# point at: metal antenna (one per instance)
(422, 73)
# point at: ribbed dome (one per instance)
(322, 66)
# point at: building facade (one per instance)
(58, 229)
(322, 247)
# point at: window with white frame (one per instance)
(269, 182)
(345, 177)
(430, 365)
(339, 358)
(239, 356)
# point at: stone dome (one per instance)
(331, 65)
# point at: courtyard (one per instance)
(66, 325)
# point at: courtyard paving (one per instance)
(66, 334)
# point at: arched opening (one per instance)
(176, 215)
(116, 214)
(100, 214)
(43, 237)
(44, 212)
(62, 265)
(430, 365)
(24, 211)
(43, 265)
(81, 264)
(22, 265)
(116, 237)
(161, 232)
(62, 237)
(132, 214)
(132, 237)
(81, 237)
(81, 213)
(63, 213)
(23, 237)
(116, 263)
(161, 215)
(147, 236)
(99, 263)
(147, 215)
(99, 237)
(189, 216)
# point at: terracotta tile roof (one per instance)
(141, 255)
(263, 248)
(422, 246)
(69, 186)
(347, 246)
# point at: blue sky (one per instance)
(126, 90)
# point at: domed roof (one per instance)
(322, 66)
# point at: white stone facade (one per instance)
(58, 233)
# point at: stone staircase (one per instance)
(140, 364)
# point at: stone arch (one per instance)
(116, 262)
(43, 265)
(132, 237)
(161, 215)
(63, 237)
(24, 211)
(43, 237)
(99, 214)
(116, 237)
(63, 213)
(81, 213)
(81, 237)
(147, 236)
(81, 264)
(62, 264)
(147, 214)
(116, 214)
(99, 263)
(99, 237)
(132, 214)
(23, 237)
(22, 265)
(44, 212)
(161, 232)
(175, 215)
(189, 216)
----------
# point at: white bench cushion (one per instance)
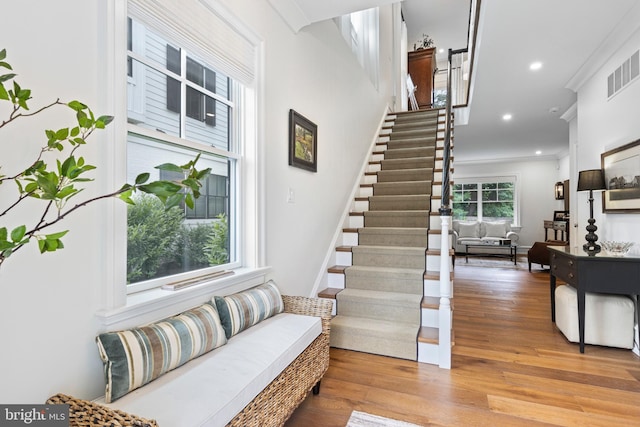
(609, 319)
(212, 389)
----------
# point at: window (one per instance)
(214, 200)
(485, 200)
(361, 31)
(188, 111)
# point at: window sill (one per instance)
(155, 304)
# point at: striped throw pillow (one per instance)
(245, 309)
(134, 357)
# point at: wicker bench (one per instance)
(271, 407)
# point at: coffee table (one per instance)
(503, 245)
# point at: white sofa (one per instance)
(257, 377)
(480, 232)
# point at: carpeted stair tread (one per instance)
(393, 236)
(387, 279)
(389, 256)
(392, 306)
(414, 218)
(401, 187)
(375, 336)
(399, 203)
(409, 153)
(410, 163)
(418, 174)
----------
[Exercise aim]: Count the lines above that contain the word "stone". Reply with the number alone.

[Right answer]: 4